**** Records for this task

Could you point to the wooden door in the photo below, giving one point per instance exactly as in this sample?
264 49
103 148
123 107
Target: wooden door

********
**** Records for this task

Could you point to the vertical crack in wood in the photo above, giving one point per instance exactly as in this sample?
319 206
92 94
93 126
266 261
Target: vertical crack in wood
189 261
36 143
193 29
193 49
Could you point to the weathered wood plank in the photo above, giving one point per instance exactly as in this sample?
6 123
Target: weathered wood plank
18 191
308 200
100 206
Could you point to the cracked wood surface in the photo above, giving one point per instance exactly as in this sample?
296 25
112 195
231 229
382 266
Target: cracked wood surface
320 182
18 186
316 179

********

◆ Set exercise ◆
Update the records starting with the line containing "Could you point to the wooden" and going on through the line containing "Target: wooden door", replacing "wooden door" with "timber door" and leaving everything else unchanged. Return only those lines.

◆ Result below ◆
Could you point to the timber door in the photo below, giving one point per instance exactly as in this sample?
264 49
103 148
123 107
Target: timber door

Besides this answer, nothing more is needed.